§ Requirement
Rewrite the records below as a two-column CSV with the headers "text" and "answer," one row per record. Put each field in quotes and turn its line breaks into spaces.
* Start Source material *
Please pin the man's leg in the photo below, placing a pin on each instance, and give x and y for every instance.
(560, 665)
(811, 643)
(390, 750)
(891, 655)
* End Source material *
§ Result
text,answer
"Please pin the man's leg in the photo below, placing a pin on each instance, and give x and y for every instance.","(560, 665) (811, 643) (390, 750) (891, 655)"